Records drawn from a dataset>
--------------------------------

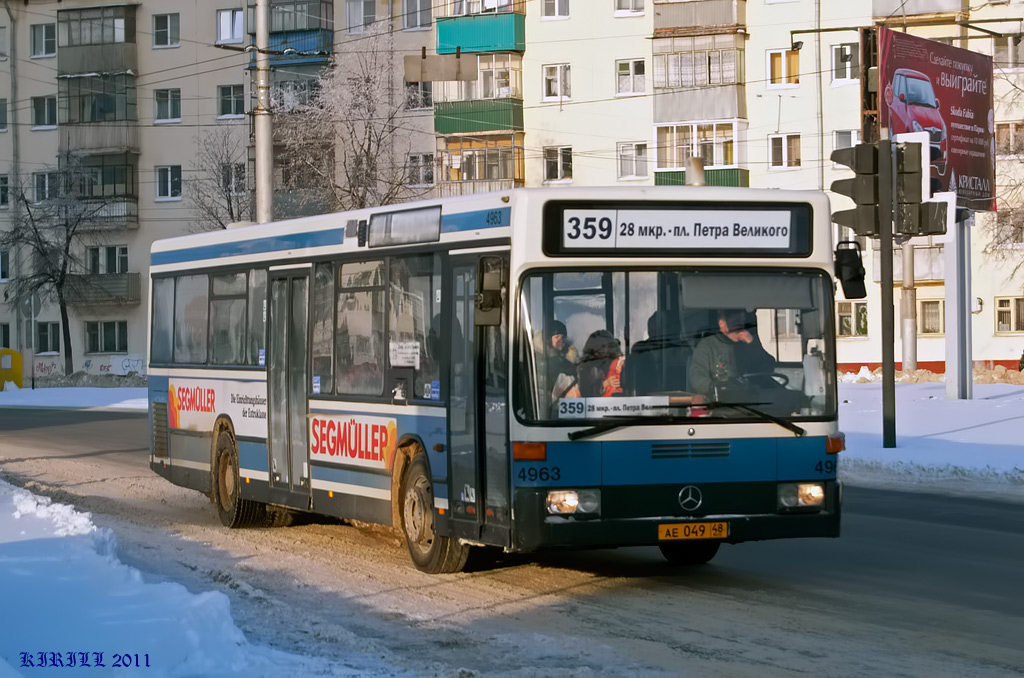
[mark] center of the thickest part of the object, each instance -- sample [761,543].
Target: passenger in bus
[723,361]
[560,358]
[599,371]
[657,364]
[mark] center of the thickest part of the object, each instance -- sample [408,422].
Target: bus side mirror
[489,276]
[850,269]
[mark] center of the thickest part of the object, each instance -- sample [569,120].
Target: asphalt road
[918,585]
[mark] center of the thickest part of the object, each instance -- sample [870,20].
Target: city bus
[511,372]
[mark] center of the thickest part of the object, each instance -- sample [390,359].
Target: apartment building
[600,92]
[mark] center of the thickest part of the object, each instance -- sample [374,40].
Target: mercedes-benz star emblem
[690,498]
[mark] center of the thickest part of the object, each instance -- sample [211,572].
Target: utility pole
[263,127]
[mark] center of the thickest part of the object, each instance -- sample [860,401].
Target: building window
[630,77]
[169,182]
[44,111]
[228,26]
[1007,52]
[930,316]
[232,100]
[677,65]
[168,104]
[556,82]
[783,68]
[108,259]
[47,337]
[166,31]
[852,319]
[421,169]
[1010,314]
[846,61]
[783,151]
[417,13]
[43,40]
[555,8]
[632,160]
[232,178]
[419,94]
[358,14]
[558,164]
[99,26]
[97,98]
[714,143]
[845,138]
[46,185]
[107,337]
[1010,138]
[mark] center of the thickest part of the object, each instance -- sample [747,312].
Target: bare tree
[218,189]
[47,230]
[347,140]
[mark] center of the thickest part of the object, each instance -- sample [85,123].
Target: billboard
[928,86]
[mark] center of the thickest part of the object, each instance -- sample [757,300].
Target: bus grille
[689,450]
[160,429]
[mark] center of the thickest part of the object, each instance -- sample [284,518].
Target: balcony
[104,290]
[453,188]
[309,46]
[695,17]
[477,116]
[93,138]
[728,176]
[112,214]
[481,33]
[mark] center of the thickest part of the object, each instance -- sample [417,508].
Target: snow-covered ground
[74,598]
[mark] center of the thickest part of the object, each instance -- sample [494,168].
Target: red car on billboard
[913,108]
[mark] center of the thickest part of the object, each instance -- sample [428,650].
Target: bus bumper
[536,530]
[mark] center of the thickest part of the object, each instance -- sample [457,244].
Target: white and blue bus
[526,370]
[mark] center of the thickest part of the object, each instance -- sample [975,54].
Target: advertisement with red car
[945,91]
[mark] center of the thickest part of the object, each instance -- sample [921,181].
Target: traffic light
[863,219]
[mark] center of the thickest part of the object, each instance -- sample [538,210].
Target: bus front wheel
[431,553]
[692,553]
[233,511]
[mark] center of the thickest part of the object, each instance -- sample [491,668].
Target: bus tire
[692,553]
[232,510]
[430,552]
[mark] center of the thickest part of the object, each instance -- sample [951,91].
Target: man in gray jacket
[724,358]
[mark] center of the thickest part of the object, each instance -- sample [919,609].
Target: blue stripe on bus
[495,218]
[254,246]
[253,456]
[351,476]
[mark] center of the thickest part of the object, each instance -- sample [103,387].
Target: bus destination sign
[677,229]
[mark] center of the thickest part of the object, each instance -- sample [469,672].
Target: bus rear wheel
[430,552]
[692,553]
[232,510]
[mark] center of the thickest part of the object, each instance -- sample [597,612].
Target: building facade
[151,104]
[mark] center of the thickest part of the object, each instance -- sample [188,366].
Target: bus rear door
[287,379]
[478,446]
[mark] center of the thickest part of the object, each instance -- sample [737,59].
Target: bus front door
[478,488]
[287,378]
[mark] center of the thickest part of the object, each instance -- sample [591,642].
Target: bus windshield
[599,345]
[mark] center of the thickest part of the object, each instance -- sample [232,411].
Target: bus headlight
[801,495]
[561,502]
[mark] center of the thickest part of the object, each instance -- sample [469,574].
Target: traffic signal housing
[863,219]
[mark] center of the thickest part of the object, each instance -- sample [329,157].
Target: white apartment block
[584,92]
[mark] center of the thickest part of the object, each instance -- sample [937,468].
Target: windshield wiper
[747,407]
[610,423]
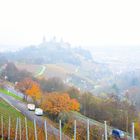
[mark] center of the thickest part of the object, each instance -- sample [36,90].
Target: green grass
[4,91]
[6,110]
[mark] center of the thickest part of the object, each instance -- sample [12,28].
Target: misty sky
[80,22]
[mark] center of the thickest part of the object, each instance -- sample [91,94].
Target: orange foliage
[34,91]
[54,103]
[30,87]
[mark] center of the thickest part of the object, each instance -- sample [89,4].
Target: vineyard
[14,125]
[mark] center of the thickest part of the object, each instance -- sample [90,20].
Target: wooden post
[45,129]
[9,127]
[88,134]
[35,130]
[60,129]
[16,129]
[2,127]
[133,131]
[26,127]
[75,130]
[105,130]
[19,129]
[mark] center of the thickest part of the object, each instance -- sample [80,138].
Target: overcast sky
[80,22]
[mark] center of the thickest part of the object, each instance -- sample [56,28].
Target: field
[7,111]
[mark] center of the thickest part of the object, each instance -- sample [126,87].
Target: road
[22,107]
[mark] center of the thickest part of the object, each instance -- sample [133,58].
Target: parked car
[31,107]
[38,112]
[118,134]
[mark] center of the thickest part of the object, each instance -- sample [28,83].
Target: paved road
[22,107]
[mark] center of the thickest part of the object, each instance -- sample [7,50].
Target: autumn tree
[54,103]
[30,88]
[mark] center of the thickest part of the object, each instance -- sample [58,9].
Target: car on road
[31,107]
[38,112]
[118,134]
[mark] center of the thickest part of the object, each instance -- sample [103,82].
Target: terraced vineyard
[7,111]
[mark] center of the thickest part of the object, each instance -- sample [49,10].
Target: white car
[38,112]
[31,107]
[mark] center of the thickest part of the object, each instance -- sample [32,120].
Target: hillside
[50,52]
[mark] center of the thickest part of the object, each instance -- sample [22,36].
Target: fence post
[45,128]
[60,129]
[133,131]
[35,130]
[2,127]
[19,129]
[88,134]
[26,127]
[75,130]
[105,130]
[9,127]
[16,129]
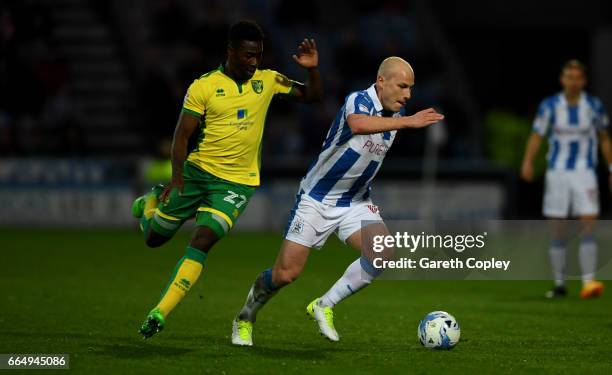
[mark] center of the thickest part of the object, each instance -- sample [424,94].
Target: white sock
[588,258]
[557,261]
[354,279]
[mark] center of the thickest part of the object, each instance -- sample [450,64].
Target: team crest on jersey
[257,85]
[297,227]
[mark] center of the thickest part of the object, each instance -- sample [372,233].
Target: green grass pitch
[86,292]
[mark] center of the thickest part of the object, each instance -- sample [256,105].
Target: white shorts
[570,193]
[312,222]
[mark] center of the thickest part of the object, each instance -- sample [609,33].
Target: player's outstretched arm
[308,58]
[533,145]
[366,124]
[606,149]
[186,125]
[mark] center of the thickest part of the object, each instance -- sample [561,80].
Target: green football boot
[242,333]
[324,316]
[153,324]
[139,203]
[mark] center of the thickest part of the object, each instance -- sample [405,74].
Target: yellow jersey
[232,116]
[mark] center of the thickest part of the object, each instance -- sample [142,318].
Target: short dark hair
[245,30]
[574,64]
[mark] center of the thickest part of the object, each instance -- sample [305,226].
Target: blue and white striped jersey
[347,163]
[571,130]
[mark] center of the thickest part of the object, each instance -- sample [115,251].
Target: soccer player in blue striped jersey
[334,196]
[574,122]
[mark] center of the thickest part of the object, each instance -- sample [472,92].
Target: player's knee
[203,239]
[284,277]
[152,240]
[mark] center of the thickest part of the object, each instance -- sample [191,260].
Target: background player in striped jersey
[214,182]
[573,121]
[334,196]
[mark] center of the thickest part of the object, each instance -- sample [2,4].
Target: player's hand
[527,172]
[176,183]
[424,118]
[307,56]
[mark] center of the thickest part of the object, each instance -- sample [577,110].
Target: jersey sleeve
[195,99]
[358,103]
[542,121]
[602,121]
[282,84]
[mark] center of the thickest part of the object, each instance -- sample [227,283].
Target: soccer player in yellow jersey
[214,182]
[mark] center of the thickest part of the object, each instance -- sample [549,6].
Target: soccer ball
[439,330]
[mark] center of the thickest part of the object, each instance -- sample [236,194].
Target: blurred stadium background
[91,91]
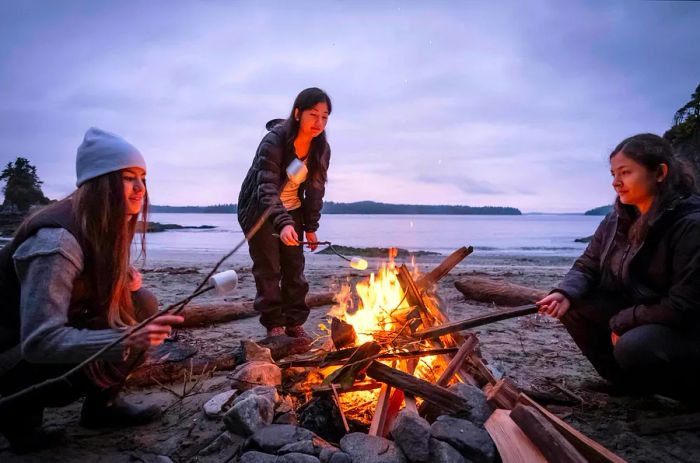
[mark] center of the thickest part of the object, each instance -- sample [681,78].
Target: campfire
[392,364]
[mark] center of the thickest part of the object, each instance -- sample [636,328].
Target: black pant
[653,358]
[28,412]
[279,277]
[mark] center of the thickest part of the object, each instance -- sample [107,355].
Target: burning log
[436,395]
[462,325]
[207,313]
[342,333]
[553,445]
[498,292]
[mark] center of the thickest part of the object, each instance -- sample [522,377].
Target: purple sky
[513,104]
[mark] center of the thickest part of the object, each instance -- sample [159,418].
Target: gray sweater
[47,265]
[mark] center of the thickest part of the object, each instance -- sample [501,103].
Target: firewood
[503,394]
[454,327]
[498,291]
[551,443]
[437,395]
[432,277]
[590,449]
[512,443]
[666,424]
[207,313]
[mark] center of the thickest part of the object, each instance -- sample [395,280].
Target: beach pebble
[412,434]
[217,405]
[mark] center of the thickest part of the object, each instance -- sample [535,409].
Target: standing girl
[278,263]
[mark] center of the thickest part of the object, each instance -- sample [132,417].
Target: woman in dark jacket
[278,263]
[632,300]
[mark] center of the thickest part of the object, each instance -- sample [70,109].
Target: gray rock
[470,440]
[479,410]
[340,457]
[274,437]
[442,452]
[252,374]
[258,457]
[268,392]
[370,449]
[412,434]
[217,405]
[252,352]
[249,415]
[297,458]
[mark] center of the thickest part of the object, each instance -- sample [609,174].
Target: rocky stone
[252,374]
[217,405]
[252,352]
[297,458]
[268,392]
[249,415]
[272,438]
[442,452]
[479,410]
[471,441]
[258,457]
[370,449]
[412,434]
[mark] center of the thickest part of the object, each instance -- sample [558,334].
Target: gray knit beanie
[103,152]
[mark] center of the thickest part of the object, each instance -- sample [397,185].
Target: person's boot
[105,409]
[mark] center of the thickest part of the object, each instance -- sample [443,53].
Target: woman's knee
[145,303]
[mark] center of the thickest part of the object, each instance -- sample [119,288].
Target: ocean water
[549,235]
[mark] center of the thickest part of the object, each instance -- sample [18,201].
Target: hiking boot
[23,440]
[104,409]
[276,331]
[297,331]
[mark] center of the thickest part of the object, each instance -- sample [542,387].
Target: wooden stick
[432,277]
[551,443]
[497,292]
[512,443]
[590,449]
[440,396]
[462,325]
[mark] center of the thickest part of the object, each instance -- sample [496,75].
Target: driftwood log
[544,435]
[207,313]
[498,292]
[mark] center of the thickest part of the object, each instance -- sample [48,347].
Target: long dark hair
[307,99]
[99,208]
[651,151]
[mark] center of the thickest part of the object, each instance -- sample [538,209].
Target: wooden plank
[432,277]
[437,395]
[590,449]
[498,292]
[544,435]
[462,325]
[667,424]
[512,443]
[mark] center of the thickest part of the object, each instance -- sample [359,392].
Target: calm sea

--------------------------------

TASK DETAILS> Look above for the line holding "-- sample [132,417].". Print it and every line after it, exactly, through the line holding "-- sample [70,109].".

SOLVED EXERCISE>
[mark] center of the thickest part of the object, each instance -- sample [132,417].
Target: woman in dark jacket
[278,263]
[632,300]
[mark] center of the thickest part of the object, each instance -- sample [70,109].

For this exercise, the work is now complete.